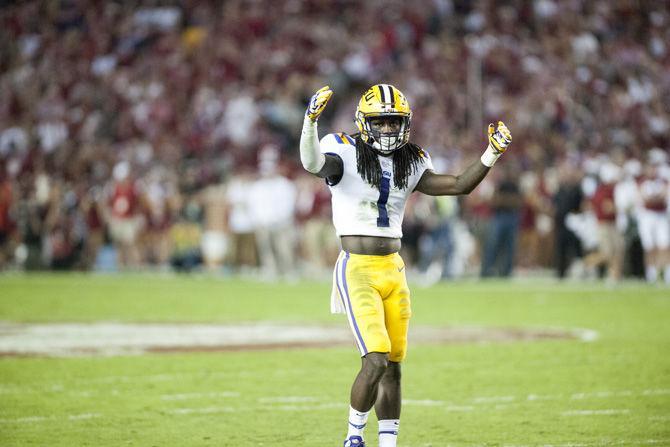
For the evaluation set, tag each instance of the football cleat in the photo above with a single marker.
(318, 103)
(354, 441)
(383, 100)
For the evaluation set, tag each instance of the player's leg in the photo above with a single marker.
(397, 311)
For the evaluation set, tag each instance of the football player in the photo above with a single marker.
(371, 175)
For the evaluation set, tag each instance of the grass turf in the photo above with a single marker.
(613, 391)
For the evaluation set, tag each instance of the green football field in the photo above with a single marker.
(612, 390)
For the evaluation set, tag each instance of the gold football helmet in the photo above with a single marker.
(383, 100)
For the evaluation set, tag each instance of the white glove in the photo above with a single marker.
(499, 141)
(318, 103)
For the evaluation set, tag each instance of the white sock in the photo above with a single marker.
(651, 273)
(357, 421)
(388, 432)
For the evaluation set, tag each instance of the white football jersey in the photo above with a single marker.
(358, 207)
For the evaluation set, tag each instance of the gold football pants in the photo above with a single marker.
(373, 290)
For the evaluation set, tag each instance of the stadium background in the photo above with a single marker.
(184, 100)
(136, 138)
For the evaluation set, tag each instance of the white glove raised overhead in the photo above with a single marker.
(318, 103)
(310, 154)
(499, 140)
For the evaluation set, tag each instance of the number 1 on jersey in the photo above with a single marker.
(385, 187)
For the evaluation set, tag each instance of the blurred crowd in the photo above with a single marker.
(142, 134)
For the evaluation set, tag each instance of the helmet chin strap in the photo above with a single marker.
(392, 142)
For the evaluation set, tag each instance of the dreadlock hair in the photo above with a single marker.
(406, 161)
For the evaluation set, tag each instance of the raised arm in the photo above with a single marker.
(434, 184)
(310, 153)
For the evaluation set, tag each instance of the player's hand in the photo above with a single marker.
(318, 103)
(499, 138)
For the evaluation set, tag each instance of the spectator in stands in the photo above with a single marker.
(506, 203)
(610, 238)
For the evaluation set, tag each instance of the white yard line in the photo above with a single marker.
(107, 338)
(202, 410)
(606, 412)
(188, 396)
(36, 419)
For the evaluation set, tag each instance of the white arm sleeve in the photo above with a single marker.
(310, 151)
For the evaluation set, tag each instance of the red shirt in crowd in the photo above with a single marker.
(603, 203)
(125, 200)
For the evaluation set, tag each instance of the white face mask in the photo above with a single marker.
(387, 144)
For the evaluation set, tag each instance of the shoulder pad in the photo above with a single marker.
(342, 138)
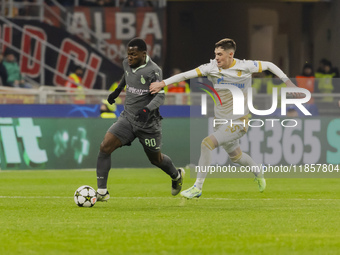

◆ **The problem**
Please write out all the records above again, replacing "evaluation set" with "test set" wherever it appears and keeping everything else unchanged, but leave out the pictures.

◆ **Reply**
For the test set, tag each instance of the football cleat in the photo above with a single marker.
(318, 103)
(354, 441)
(383, 100)
For the test set, tag each instance of the player's leg in the photo above with a single marker.
(397, 311)
For the test set, tag each instance of the football player in the photo above with a single marker.
(371, 175)
For the test set, tag each instance of the grass turf in the photo above with a single marker.
(613, 391)
For the test set, tag each instance of the green football field in the photo above with a single marker.
(612, 390)
For the test set, tag each instance of the gold football helmet in the photo above with a single marker.
(383, 100)
For the test set, tag each instance of the white glove in the photo above with a single marker.
(499, 141)
(318, 103)
For the test set, tag each instance of the white sock in the photo above with a single marker.
(651, 273)
(357, 421)
(388, 432)
For the test set, tag each instance of the white football jersey in the photo above with a single marker.
(358, 207)
For the test set, tag each instance of the gold football pants in the photo above with a single marker.
(373, 290)
For the test set, tag each instance of the stadium background in the photo above with a single marker.
(184, 100)
(136, 138)
For the test set, tag each instance of the white glove raised overhead in the photo above with a single marker.
(318, 103)
(310, 154)
(499, 140)
For the test set, tag each instance of the number 1 on jersey in the photo above with a single marker.
(385, 187)
For the test set, tag each instance of the blurred crowd in the photo above with a single marker.
(142, 134)
For the test set, tag each instance of the helmet chin strap in the photo above with a single marker.
(392, 142)
For the test set, tag each instance of the dreadlock hair in the photo above with a single marker.
(406, 161)
For the test set, tag each instance of the raised arm in the photo above with a single marker.
(434, 184)
(310, 153)
For the test set, tag each instance of the player's hand in the photo above with a single marker.
(318, 103)
(499, 138)
For the test set, tag each instance of the spectator in stands in the photo above with a single marker.
(506, 203)
(610, 238)
For the test set, tag each instance of the white yard line in the photo above with a single marker.
(107, 338)
(202, 410)
(606, 412)
(188, 396)
(36, 419)
For the test set, tag each instance of the white arm sleeve in the photo above with a single marker.
(310, 151)
For the test set, tag each instance of the red shirt in crowd in the photo above with a single marker.
(603, 203)
(125, 200)
For the test set, tag each instance of the white face mask in the photo above with a single marker.
(387, 144)
For the test set, tag each instance of the shoulder pad in the photo above with a single marker.
(342, 138)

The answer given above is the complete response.